## begin Dataset extract

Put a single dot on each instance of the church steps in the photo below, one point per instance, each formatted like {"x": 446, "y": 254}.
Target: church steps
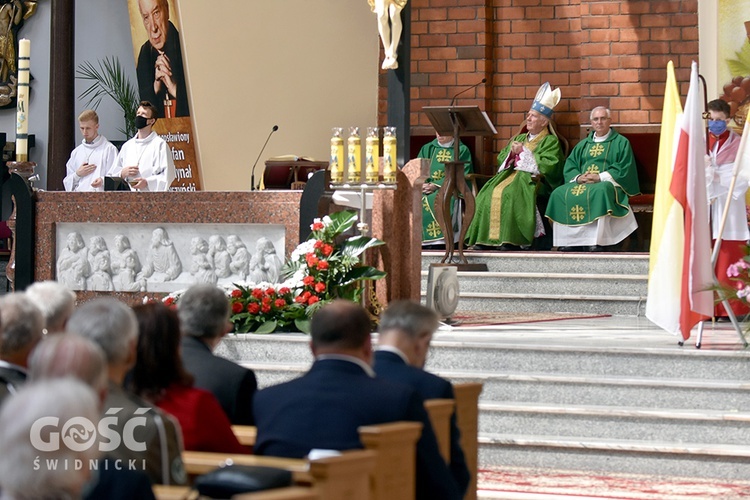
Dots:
{"x": 616, "y": 422}
{"x": 632, "y": 456}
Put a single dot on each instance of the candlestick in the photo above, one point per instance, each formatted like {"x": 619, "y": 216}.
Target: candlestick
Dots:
{"x": 22, "y": 102}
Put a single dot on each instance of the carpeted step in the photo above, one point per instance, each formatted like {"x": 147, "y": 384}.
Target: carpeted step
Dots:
{"x": 616, "y": 422}
{"x": 616, "y": 455}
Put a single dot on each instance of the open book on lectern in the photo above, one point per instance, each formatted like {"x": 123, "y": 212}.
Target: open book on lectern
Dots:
{"x": 470, "y": 120}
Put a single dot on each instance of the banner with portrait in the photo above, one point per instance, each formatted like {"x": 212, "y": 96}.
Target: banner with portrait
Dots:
{"x": 162, "y": 81}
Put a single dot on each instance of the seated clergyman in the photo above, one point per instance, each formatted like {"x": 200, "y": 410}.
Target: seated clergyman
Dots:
{"x": 591, "y": 209}
{"x": 529, "y": 167}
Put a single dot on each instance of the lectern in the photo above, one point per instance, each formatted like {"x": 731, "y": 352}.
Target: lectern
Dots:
{"x": 456, "y": 121}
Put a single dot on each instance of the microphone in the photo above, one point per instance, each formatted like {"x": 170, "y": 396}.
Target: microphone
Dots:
{"x": 252, "y": 176}
{"x": 484, "y": 80}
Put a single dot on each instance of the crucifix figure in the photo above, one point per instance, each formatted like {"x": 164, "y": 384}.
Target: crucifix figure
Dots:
{"x": 389, "y": 27}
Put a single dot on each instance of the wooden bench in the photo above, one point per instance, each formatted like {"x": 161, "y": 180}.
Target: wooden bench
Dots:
{"x": 340, "y": 477}
{"x": 467, "y": 419}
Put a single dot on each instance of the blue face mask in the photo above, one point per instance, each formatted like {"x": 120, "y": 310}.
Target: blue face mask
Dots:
{"x": 717, "y": 127}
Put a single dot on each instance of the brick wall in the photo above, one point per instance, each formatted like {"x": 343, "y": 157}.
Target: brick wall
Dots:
{"x": 598, "y": 52}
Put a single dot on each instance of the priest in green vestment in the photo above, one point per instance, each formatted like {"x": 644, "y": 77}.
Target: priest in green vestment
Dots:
{"x": 529, "y": 166}
{"x": 591, "y": 211}
{"x": 439, "y": 151}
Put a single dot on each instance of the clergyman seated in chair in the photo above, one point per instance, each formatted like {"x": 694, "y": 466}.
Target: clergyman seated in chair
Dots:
{"x": 439, "y": 151}
{"x": 591, "y": 211}
{"x": 530, "y": 166}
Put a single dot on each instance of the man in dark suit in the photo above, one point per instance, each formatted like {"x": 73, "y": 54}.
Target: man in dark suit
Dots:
{"x": 204, "y": 320}
{"x": 22, "y": 325}
{"x": 406, "y": 330}
{"x": 324, "y": 408}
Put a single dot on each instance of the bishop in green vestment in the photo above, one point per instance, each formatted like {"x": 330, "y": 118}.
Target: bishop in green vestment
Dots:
{"x": 439, "y": 151}
{"x": 592, "y": 208}
{"x": 529, "y": 166}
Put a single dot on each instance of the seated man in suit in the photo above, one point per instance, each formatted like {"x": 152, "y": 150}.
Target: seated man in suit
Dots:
{"x": 591, "y": 210}
{"x": 406, "y": 330}
{"x": 22, "y": 325}
{"x": 324, "y": 408}
{"x": 204, "y": 318}
{"x": 530, "y": 166}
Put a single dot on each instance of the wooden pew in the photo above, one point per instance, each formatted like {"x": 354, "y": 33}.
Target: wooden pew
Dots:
{"x": 440, "y": 411}
{"x": 342, "y": 477}
{"x": 467, "y": 419}
{"x": 394, "y": 477}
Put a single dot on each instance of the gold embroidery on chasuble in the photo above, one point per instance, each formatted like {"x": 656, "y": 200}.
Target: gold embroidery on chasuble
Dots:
{"x": 433, "y": 229}
{"x": 497, "y": 193}
{"x": 444, "y": 155}
{"x": 578, "y": 189}
{"x": 596, "y": 150}
{"x": 577, "y": 213}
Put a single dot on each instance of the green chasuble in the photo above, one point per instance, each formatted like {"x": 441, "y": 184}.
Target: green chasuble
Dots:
{"x": 574, "y": 204}
{"x": 438, "y": 155}
{"x": 506, "y": 205}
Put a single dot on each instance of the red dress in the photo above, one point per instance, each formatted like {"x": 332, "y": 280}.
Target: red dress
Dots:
{"x": 205, "y": 426}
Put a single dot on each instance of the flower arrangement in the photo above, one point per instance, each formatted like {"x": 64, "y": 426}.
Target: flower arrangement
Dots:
{"x": 325, "y": 267}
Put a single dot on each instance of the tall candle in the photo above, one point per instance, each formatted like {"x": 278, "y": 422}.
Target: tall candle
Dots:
{"x": 22, "y": 107}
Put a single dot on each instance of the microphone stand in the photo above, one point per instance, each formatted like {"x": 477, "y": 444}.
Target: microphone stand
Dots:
{"x": 252, "y": 175}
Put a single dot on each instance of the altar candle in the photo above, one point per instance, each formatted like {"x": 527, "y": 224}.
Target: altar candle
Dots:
{"x": 22, "y": 102}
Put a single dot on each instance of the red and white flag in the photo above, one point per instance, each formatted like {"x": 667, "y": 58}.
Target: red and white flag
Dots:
{"x": 680, "y": 282}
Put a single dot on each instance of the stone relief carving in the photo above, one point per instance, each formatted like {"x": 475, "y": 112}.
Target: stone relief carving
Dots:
{"x": 174, "y": 256}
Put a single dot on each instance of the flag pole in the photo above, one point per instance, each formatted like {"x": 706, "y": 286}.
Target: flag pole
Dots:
{"x": 717, "y": 245}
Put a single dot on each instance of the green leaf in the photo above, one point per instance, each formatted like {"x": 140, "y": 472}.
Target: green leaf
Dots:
{"x": 303, "y": 325}
{"x": 355, "y": 245}
{"x": 267, "y": 327}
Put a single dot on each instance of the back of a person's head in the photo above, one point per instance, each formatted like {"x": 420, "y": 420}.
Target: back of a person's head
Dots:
{"x": 203, "y": 311}
{"x": 55, "y": 301}
{"x": 158, "y": 363}
{"x": 408, "y": 318}
{"x": 64, "y": 399}
{"x": 340, "y": 325}
{"x": 69, "y": 355}
{"x": 108, "y": 323}
{"x": 22, "y": 323}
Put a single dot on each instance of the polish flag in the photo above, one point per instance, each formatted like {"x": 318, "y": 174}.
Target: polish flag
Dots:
{"x": 680, "y": 275}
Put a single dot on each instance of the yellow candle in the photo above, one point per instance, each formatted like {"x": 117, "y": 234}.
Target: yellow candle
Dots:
{"x": 22, "y": 102}
{"x": 354, "y": 156}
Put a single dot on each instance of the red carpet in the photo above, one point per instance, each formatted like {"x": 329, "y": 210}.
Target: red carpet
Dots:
{"x": 475, "y": 318}
{"x": 516, "y": 482}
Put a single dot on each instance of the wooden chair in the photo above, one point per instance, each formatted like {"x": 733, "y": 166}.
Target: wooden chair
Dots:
{"x": 440, "y": 411}
{"x": 467, "y": 419}
{"x": 336, "y": 478}
{"x": 394, "y": 477}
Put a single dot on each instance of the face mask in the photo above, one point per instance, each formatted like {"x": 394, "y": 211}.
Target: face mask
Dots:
{"x": 141, "y": 122}
{"x": 717, "y": 127}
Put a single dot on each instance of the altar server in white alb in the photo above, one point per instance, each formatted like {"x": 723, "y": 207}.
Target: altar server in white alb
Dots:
{"x": 145, "y": 161}
{"x": 91, "y": 160}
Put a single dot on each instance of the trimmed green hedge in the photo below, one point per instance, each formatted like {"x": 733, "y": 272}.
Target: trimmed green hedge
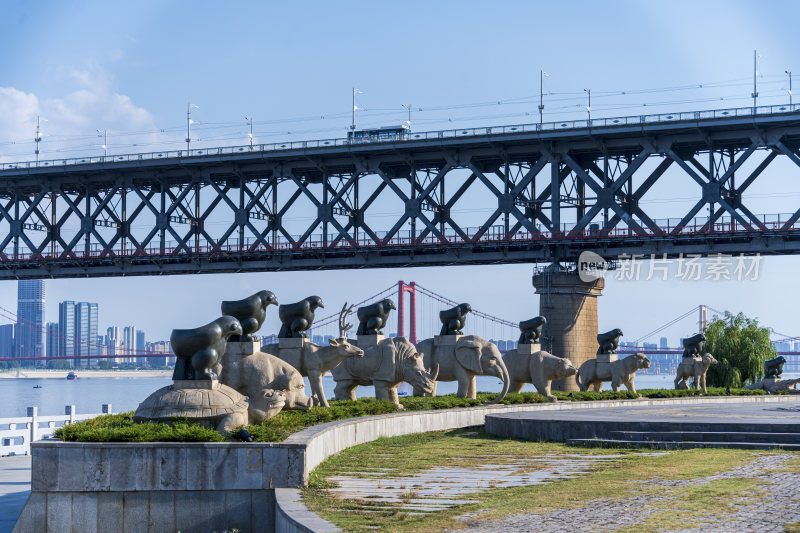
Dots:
{"x": 121, "y": 428}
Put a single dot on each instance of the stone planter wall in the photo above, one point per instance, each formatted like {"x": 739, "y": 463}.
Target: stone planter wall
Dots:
{"x": 165, "y": 486}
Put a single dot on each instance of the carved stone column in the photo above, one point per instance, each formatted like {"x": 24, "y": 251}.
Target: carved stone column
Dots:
{"x": 570, "y": 306}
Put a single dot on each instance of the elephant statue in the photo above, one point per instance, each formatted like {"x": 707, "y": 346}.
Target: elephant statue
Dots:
{"x": 384, "y": 365}
{"x": 693, "y": 367}
{"x": 461, "y": 361}
{"x": 259, "y": 376}
{"x": 539, "y": 368}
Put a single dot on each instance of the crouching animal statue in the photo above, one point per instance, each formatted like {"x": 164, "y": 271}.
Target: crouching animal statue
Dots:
{"x": 470, "y": 356}
{"x": 608, "y": 342}
{"x": 539, "y": 368}
{"x": 384, "y": 365}
{"x": 250, "y": 312}
{"x": 773, "y": 368}
{"x": 313, "y": 360}
{"x": 531, "y": 330}
{"x": 453, "y": 320}
{"x": 198, "y": 350}
{"x": 372, "y": 318}
{"x": 694, "y": 367}
{"x": 258, "y": 376}
{"x": 620, "y": 372}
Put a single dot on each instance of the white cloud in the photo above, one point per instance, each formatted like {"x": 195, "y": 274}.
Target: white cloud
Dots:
{"x": 71, "y": 119}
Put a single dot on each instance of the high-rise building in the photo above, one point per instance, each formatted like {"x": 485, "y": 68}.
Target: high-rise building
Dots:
{"x": 7, "y": 340}
{"x": 140, "y": 347}
{"x": 53, "y": 344}
{"x": 129, "y": 344}
{"x": 113, "y": 342}
{"x": 29, "y": 336}
{"x": 66, "y": 328}
{"x": 77, "y": 324}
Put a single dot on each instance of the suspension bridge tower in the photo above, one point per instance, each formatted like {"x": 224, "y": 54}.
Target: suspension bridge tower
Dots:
{"x": 570, "y": 306}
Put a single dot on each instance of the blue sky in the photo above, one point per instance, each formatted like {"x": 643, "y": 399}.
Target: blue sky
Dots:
{"x": 132, "y": 68}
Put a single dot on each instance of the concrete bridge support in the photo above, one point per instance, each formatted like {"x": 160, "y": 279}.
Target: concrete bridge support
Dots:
{"x": 570, "y": 306}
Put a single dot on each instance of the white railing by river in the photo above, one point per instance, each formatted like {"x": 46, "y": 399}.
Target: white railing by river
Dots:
{"x": 17, "y": 433}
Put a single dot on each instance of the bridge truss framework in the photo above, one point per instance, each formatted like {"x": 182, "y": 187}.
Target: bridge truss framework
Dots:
{"x": 549, "y": 196}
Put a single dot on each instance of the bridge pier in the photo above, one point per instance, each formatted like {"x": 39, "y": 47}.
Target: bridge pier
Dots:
{"x": 570, "y": 307}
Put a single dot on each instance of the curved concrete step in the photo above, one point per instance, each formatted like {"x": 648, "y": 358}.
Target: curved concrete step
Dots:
{"x": 676, "y": 445}
{"x": 768, "y": 437}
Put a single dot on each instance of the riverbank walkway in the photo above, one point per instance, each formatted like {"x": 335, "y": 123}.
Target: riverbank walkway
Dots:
{"x": 15, "y": 485}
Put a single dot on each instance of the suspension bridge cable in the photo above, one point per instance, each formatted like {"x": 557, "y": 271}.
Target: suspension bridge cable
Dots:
{"x": 665, "y": 326}
{"x": 475, "y": 312}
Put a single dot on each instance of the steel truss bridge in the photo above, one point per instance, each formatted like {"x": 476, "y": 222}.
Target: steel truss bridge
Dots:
{"x": 550, "y": 191}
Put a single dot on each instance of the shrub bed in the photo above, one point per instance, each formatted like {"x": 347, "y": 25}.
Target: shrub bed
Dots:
{"x": 122, "y": 428}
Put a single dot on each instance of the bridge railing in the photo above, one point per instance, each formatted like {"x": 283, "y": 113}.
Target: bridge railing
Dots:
{"x": 17, "y": 433}
{"x": 495, "y": 235}
{"x": 437, "y": 134}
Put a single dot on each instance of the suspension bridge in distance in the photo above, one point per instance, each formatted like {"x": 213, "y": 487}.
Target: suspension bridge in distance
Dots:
{"x": 418, "y": 314}
{"x": 553, "y": 190}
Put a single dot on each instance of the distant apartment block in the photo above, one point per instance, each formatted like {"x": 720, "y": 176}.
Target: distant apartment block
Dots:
{"x": 7, "y": 340}
{"x": 29, "y": 333}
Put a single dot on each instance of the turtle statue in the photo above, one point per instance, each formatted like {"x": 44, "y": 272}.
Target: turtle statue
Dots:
{"x": 214, "y": 405}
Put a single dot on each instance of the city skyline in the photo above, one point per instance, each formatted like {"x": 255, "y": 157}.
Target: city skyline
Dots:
{"x": 80, "y": 87}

## end Dataset extract

Do this:
Give again, word for word, every line from the one holding "Put a single dot on each instance of the shrub" to the end of the data.

Answer to the task:
Put a single dot on each instance of the shrub bed in the photo above, one point per instance, each formatted like {"x": 347, "y": 25}.
Target: shrub bed
Dots:
{"x": 122, "y": 428}
Put a single dot on each instance of the bridge railing in the photo above, one point per instance, each formatted like {"x": 283, "y": 113}.
Target: bridge railing
Dots:
{"x": 17, "y": 433}
{"x": 495, "y": 235}
{"x": 437, "y": 134}
Put a single dot on each instance of the suspension bridge in distance in the photo above, one point per instance, each formatted like {"x": 213, "y": 487}.
Target: suspension bridge in distance
Dots:
{"x": 418, "y": 314}
{"x": 553, "y": 190}
Put a single dot on each instance of the distant apartment block in the photo above, one point per instance, each formatted like {"x": 720, "y": 176}.
Target: distant apartment block
Dots:
{"x": 7, "y": 340}
{"x": 29, "y": 333}
Put a single dot on each instance of the turtle statue in the photo above, one point per instance, each formatted like {"x": 44, "y": 272}.
Target: turtle statue
Dots:
{"x": 214, "y": 405}
Put a single dot on each instance of the city skyline in the photo above, one point per instance, each formatted like {"x": 255, "y": 157}.
Target: city skyline
Dots:
{"x": 80, "y": 87}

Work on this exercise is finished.